** Start Source data **

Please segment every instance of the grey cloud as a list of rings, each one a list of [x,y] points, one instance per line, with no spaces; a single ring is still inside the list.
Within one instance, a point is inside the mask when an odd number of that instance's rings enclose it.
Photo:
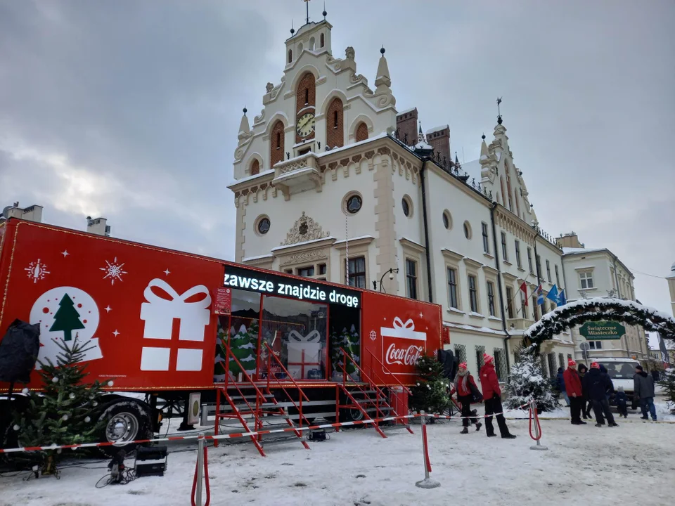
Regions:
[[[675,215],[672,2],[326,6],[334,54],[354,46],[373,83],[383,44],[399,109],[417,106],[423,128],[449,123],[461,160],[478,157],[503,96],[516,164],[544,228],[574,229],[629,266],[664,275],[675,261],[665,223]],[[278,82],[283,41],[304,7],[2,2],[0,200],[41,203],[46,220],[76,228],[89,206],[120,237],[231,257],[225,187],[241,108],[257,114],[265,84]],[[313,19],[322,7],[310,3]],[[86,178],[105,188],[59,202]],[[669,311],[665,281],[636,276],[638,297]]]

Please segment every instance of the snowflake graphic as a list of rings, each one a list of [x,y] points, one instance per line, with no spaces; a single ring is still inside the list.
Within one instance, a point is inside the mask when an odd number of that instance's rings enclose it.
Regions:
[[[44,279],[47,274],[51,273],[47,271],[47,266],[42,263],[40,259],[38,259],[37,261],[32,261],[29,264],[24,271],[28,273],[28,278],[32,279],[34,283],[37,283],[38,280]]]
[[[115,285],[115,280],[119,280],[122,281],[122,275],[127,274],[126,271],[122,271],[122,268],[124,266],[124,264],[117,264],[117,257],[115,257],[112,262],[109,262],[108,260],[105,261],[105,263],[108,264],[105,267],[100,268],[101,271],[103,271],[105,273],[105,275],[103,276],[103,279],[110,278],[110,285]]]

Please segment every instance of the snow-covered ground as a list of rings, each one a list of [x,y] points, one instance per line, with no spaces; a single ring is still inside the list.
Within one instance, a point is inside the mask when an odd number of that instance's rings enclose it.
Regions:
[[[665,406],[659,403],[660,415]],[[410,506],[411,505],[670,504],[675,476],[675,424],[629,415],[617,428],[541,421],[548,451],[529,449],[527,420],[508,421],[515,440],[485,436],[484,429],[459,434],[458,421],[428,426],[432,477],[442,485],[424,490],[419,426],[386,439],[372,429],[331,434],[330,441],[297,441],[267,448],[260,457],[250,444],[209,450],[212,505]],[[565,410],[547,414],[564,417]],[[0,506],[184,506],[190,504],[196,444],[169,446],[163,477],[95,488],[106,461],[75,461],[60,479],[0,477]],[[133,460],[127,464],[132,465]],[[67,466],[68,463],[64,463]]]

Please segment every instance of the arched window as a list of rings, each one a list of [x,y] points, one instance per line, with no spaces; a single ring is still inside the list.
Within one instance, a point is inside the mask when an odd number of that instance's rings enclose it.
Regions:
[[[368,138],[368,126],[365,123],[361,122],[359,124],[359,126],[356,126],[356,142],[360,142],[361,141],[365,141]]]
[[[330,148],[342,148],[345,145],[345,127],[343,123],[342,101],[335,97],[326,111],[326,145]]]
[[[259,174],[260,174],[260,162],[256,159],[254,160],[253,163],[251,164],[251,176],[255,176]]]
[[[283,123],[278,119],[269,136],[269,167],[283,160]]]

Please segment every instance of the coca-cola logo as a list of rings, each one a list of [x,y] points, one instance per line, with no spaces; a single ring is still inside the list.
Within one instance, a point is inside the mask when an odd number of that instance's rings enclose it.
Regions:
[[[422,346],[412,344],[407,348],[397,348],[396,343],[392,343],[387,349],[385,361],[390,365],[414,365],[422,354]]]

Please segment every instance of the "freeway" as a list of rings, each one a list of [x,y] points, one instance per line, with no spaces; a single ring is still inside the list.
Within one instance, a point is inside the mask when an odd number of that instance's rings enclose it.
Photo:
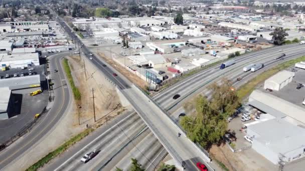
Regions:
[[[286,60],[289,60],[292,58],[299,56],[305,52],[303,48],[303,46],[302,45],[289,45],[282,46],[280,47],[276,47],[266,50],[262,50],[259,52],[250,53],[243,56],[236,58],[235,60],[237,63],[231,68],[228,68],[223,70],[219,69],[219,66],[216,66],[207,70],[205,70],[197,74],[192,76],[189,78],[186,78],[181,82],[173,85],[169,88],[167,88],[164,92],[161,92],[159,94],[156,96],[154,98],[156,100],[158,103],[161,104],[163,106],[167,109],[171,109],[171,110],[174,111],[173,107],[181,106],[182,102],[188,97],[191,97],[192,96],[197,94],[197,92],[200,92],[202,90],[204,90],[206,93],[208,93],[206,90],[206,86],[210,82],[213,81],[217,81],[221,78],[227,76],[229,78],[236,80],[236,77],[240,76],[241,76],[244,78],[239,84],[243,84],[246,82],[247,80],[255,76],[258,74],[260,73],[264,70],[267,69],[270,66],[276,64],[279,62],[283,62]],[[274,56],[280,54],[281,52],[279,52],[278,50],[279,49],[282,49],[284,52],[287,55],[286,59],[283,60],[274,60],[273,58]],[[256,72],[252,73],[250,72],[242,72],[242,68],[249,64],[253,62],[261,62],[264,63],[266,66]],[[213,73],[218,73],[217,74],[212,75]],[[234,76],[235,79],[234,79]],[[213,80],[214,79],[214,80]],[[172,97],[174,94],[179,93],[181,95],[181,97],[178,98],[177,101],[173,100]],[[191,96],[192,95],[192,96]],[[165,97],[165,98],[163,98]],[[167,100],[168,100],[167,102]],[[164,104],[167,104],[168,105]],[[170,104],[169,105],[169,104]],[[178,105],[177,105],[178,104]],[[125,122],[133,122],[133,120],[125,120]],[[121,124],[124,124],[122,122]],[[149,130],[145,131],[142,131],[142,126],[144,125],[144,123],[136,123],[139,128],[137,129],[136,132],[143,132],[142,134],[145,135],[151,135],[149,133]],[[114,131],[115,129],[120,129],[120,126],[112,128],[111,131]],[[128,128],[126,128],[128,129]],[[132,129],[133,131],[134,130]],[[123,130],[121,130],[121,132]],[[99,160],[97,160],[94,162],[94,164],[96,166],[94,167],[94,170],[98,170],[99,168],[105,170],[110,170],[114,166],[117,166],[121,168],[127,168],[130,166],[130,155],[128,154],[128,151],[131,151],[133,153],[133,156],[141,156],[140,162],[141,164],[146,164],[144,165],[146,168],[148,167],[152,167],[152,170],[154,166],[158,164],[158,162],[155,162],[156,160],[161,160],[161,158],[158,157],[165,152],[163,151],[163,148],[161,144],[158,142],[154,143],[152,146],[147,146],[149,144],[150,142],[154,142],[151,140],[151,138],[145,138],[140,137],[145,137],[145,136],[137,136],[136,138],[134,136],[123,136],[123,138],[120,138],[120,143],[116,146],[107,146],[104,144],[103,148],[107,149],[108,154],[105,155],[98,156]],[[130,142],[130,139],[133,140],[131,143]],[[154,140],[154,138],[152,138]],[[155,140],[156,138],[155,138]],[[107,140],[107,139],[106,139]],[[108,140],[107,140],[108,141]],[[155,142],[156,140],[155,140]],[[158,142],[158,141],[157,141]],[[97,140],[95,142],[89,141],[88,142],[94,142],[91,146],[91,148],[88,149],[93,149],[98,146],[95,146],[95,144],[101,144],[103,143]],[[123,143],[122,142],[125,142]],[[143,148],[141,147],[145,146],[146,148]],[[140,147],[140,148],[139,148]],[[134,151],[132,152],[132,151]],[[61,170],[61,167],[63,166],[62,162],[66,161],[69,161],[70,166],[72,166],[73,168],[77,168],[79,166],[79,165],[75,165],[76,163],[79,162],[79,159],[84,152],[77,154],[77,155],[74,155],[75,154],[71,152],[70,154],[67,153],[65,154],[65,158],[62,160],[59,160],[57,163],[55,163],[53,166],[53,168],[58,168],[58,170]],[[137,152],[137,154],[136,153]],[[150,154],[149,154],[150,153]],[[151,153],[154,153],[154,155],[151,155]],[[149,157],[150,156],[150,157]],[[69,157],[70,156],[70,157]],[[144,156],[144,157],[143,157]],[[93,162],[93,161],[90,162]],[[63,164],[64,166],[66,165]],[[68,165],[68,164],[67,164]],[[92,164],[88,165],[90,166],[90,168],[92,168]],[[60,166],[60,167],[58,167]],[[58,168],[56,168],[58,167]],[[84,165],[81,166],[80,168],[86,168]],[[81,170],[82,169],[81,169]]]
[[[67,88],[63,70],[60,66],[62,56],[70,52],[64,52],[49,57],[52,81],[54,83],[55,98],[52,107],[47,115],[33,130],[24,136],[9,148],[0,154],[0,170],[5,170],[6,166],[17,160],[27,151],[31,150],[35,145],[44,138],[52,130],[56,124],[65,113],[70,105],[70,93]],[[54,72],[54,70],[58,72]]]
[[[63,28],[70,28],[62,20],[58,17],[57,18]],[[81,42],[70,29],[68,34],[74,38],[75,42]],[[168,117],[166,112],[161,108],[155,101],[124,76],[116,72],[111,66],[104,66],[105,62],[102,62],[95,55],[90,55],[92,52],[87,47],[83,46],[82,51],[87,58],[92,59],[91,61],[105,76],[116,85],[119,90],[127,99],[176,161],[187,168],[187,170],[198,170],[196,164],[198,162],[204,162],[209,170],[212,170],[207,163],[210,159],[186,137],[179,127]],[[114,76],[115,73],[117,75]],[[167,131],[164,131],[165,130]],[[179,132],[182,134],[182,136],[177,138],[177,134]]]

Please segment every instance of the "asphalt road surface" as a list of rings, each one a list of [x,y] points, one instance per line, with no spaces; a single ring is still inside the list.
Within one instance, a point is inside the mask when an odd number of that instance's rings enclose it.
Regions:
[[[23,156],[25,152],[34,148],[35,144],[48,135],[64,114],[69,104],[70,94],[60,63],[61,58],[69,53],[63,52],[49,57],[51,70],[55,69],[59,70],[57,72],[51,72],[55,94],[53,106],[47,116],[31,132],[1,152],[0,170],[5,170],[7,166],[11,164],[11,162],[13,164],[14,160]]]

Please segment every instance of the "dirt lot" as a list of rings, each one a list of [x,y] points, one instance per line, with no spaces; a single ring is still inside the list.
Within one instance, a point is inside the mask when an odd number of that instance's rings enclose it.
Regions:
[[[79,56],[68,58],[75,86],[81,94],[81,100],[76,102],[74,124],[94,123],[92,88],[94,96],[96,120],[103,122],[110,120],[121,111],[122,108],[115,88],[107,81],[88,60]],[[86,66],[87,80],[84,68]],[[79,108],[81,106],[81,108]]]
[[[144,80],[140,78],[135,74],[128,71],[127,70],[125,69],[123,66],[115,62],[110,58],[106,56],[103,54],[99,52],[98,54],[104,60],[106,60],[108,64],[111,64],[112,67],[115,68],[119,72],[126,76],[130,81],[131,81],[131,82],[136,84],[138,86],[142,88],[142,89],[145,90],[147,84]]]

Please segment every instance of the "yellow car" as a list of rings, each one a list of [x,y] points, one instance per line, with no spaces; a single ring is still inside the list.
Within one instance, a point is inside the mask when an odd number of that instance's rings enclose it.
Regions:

** End Source data **

- [Written task]
Report each line of the data above that contains the word "list". Case counts, so a match must have the same capitalization.

- [Task response]
Please segment every instance of the grey cloud as a list of rings, each one a list of [x,y] points, one instance per line, with no spaces; a single ring is still inside the list.
Please segment every instance of the snowflake graphic as a list of rings, each one a list of [x,y] points, one instance per line, with no spaces; a single ring is still inside the list.
Please segment every instance of the snow-covered ground as a list of rings, each one a list of [x,y] points, one instance per line, with no spaces; a single ring is still inside the list.
Please segment every instance of the arched window as a list of rings, each one a list of [x,y] points, one instance per line, with no spaces; a single ring is still inside the list.
Please segment every instance of the coca-cola logo as a list of rings, each one a list of [x,y] points, one instance per line, with no spaces; a single ring is still inside the list.
Please segment every instance of the "freeway" as a list of rings, each one a list of [x,y] points, one instance per line, with no spaces; a single ring is still inside the list.
Please segment every instance of the "asphalt road surface" as a list of rings, each one a list of [x,y] points, one instance per line, with no spaces; a single ring is still inside the list.
Please segment every instance of the "dirt lot" as a list of rings, each one a list of [x,y] points, one instance per line, with no spaces; a single ring is still inside the list.
Please segment every instance of the "yellow car" as a list of rings, each one a list of [x,y] points, one instance per line, with no spaces; a single ring is still inside the list.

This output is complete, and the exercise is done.